== Consignes ==
(A) Dans l'article sur l'offensive contre la crypto, recopiez tout ce qui va de "Nous avons établi" jusqu'à "secteur pourrait réagir.", en remplaçant "régulateurs" par "autorités".
(B) Dans l'article sur l'offensive contre la crypto, quel affrontement est cité parmi les rares attaques notables d'avant 2023 ?
(C) Prolongez l'article sur l'offensive contre la crypto à partir de sa dernière phrase.

Le secteur crypto est attaqué. La chronologie et les raisons de l’assaut massive de 2023
Back

Le secteur crypto est attaqué. La chronologie et les raisons de l’assaut massive de 2023


Les histoires de la semaine sont d’abord publiées dans notre Newsletter. Abonnez-vous ici pour les recevoir directement dans votre boite email tous les lundis.

C’est officiel. Les gants sont enlevés, tout comme les discussions sur la promotion de l’innovation et les promesses d’égalité de traitement.

Le gouvernement américain a lancé un assaut de grande envergure contre l’industrie crypto, coordonné par la SEC, la Fed et d’autres institutions financières.

Depuis la création des cryptomonnaies, seules quelques attaques notables valaient la peine d’en parler (SEC contre Ripple notamment), mais 2023 a marqué une toute nouvelle ère d’actions agressives. Avec une crise financière majeure en toile de fond, cela donne une image intéressante de la perception de la crypto par le gouvernement américain… comme une menace ?

Nous avons établi une chronologie des attaques des régulateurs contre le secteur crypto américain depuis le début de l’année, et réfléchi aux objectifs qu’ils pourraient espérer atteindre et aux façons dont le secteur pourrait réagir.

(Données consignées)

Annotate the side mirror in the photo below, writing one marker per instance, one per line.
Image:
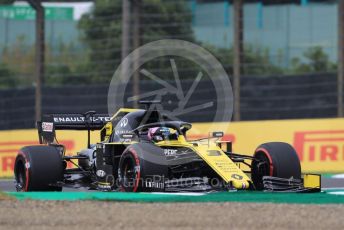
(217, 134)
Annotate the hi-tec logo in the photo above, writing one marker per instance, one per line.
(47, 126)
(322, 145)
(123, 122)
(170, 152)
(79, 119)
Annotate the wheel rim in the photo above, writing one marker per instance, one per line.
(20, 176)
(128, 172)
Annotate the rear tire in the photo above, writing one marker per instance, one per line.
(275, 159)
(38, 168)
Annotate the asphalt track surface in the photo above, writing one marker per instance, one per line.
(86, 214)
(7, 185)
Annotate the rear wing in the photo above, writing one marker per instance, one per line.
(88, 121)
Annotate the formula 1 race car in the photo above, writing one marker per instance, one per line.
(146, 151)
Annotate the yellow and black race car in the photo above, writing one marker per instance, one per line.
(145, 151)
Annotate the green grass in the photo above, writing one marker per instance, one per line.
(245, 196)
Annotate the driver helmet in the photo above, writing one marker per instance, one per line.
(158, 133)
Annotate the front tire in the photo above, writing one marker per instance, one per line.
(275, 159)
(38, 168)
(129, 171)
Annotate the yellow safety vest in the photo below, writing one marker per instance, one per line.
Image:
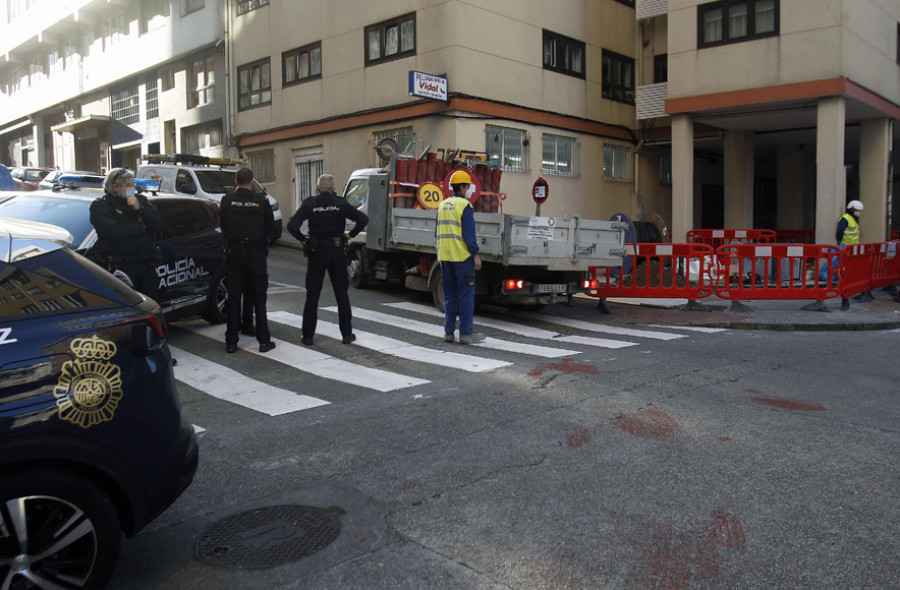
(450, 244)
(851, 232)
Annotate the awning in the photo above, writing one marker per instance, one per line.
(97, 121)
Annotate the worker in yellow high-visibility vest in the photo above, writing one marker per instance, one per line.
(457, 250)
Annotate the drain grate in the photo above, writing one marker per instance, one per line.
(267, 537)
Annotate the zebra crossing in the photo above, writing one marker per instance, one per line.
(310, 363)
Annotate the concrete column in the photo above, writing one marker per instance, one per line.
(682, 176)
(739, 168)
(831, 176)
(789, 169)
(874, 151)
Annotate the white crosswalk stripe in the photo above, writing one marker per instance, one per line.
(322, 365)
(519, 329)
(437, 331)
(397, 348)
(229, 385)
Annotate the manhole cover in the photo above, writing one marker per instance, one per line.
(267, 537)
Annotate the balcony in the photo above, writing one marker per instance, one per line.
(651, 100)
(650, 8)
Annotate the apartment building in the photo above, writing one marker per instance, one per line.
(92, 84)
(771, 113)
(319, 83)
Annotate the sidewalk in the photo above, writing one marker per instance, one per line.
(786, 315)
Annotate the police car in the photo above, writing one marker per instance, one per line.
(92, 440)
(191, 268)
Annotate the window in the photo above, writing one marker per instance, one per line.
(125, 106)
(665, 169)
(192, 6)
(618, 77)
(404, 138)
(563, 55)
(254, 85)
(617, 163)
(248, 5)
(301, 65)
(733, 21)
(202, 136)
(505, 147)
(391, 39)
(660, 69)
(263, 165)
(202, 83)
(151, 97)
(558, 155)
(114, 30)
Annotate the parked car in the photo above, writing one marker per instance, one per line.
(200, 176)
(52, 178)
(92, 440)
(28, 179)
(191, 270)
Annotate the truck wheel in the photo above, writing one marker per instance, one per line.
(62, 530)
(356, 268)
(437, 289)
(216, 301)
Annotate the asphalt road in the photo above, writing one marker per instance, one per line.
(558, 456)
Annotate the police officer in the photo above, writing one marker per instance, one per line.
(246, 220)
(127, 224)
(325, 249)
(457, 251)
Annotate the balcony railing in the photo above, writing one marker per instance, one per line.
(650, 8)
(651, 100)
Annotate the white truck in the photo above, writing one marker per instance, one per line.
(526, 261)
(204, 177)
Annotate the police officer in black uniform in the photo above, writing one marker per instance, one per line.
(246, 220)
(326, 250)
(127, 224)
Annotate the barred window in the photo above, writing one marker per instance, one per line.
(505, 147)
(558, 155)
(202, 136)
(302, 64)
(151, 97)
(404, 138)
(263, 165)
(126, 107)
(617, 163)
(248, 5)
(665, 169)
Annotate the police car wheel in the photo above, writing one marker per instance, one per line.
(437, 289)
(356, 268)
(57, 530)
(216, 301)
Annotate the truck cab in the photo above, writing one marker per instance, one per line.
(200, 176)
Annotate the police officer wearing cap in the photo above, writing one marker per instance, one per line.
(326, 251)
(126, 225)
(246, 220)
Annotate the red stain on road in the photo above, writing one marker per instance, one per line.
(789, 404)
(648, 423)
(578, 438)
(566, 366)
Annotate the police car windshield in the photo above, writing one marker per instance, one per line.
(221, 181)
(71, 214)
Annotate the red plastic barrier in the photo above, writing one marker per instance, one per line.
(659, 271)
(721, 237)
(795, 236)
(778, 271)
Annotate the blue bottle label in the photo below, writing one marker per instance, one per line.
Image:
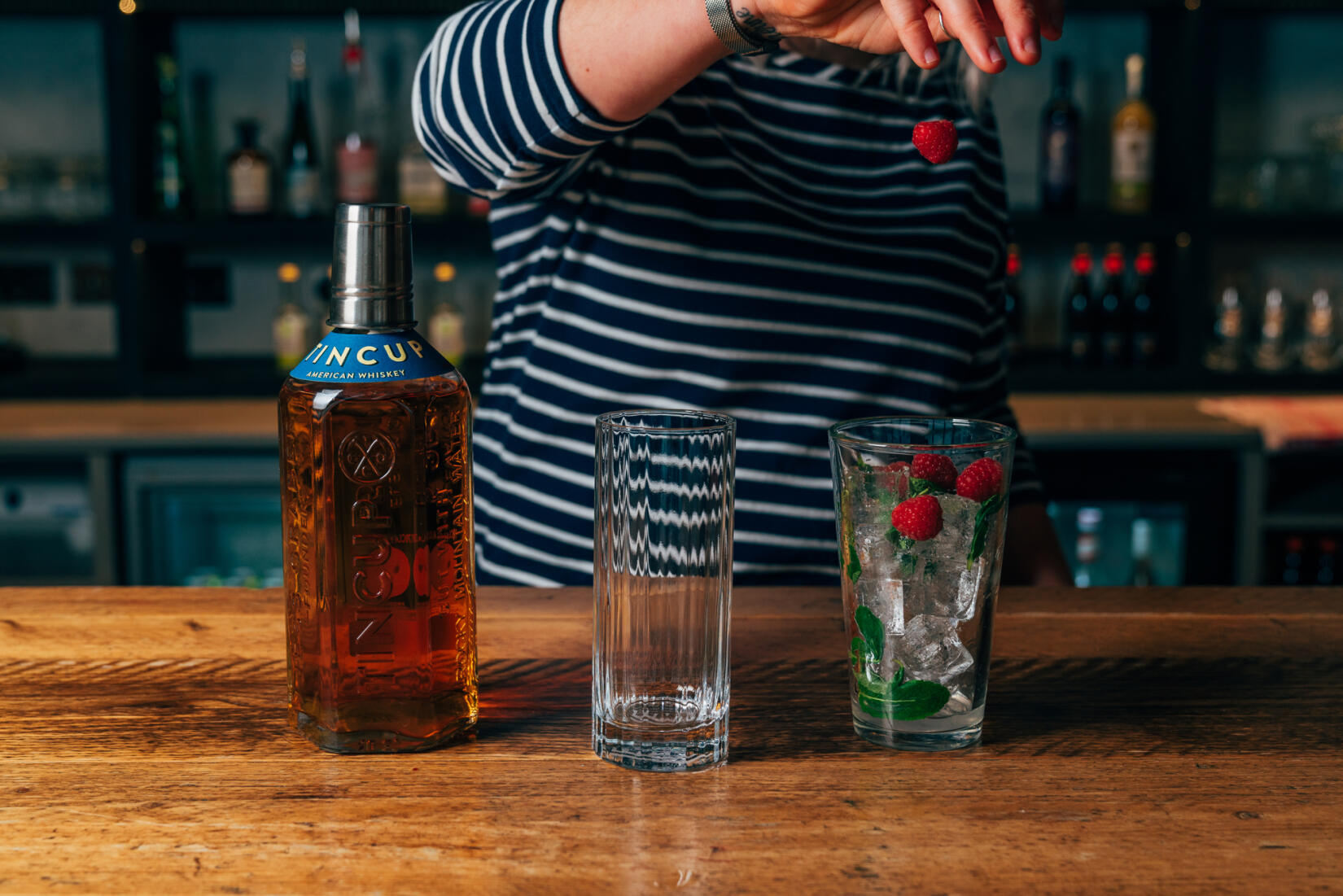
(359, 357)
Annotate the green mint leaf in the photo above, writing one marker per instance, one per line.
(855, 649)
(901, 700)
(872, 632)
(916, 700)
(983, 518)
(899, 540)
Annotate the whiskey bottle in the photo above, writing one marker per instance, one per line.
(375, 464)
(1131, 146)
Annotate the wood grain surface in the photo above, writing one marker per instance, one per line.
(1146, 741)
(252, 422)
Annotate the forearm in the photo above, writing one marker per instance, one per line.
(626, 57)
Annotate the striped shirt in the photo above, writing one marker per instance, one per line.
(766, 243)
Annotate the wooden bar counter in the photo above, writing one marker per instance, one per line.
(1158, 741)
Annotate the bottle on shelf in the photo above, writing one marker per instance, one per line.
(169, 163)
(418, 184)
(1059, 142)
(1320, 351)
(291, 326)
(446, 326)
(1132, 146)
(1293, 561)
(375, 464)
(206, 183)
(1013, 309)
(357, 154)
(1142, 311)
(1088, 547)
(1227, 350)
(303, 175)
(1078, 311)
(1142, 553)
(1274, 353)
(1328, 561)
(247, 173)
(1111, 313)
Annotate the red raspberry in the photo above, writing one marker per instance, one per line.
(935, 140)
(895, 477)
(935, 468)
(917, 518)
(981, 480)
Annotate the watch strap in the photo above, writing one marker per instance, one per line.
(733, 38)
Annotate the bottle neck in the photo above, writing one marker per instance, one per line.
(1135, 82)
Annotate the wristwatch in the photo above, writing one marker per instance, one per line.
(731, 34)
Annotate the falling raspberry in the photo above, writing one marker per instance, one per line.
(935, 140)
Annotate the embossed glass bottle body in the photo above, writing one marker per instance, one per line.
(379, 563)
(375, 464)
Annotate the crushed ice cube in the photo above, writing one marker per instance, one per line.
(931, 649)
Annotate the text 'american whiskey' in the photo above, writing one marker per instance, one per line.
(375, 456)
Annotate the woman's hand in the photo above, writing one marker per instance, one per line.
(888, 26)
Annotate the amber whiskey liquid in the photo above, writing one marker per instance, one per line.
(379, 576)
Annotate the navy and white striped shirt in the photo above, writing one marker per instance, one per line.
(766, 243)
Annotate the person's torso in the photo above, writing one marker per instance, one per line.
(767, 243)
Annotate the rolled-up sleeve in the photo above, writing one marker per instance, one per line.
(495, 107)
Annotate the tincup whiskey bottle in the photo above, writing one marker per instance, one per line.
(375, 456)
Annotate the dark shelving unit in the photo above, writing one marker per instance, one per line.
(149, 256)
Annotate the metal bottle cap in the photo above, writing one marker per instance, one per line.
(371, 268)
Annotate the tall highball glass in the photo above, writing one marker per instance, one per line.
(663, 588)
(921, 508)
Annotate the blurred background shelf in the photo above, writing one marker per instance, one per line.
(469, 235)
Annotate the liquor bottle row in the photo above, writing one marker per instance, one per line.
(1289, 334)
(295, 326)
(303, 181)
(1111, 326)
(1306, 559)
(1131, 152)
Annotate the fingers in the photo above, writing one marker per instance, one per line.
(966, 20)
(915, 31)
(1021, 27)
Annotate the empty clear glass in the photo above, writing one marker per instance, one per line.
(663, 588)
(921, 508)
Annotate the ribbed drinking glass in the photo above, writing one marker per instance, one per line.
(663, 588)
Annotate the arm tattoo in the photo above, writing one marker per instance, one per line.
(756, 27)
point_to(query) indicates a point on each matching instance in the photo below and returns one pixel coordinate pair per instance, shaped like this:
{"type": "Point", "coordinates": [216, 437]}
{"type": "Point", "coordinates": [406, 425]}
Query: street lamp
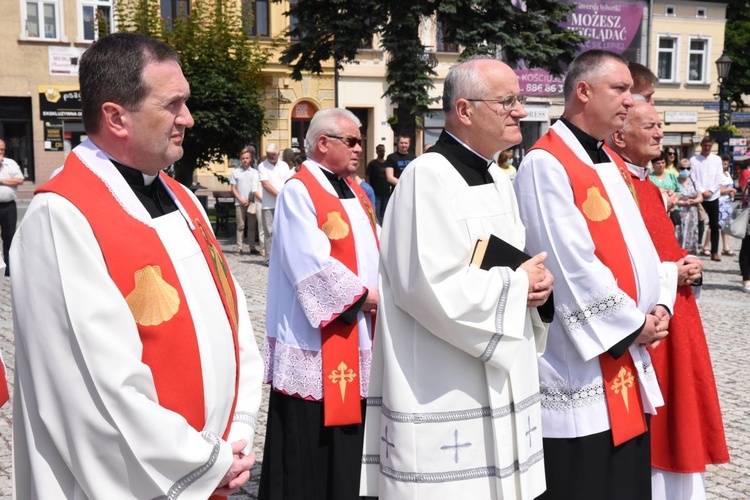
{"type": "Point", "coordinates": [723, 65]}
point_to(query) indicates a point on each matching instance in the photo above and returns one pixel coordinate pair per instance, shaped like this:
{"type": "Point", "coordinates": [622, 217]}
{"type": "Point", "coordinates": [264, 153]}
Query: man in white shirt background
{"type": "Point", "coordinates": [10, 178]}
{"type": "Point", "coordinates": [245, 184]}
{"type": "Point", "coordinates": [708, 174]}
{"type": "Point", "coordinates": [273, 174]}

== Réponses ==
(A)
Nous avons établi une chronologie des attaques des autorités contre le secteur crypto américain depuis le début de l’année, et réfléchi aux objectifs qu’ils pourraient espérer atteindre et aux façons dont le secteur pourrait réagir.

(B) SEC contre Ripple.

(C)
La chronologie

🔸18 janvier.  La Fed refuse à Custodia, une banque axée sur les cryptos, d’être membre et d’ouvrir un compte principal. Custodia, qui poursuivait la Fed depuis 2022 pour avoir « illégalement retardé sa décision », a déposé une plainte modifiée pour une prétendue conspiration de la Fed visant à la bloquer. Le 24 mars, la Fed a publié une réponse dure, notant « des déficiences significatives dans la capacité de Custodia à gérer les risques de ses activités quotidiennes », en dépit du fait que Custodia est une banque « fully-reserved », fondamentalement immunisée contre les bank runs.

🔸4 février. L’OCC – un bureau du Trésor américain chargé de superviser les banques fédérales – a laissé expirer la demande de Protego, une autre banque crypto fully-reserved. Le même bureau avait donné son accord conditionnel pour que Protego devienne une national trust bank un an auparavant.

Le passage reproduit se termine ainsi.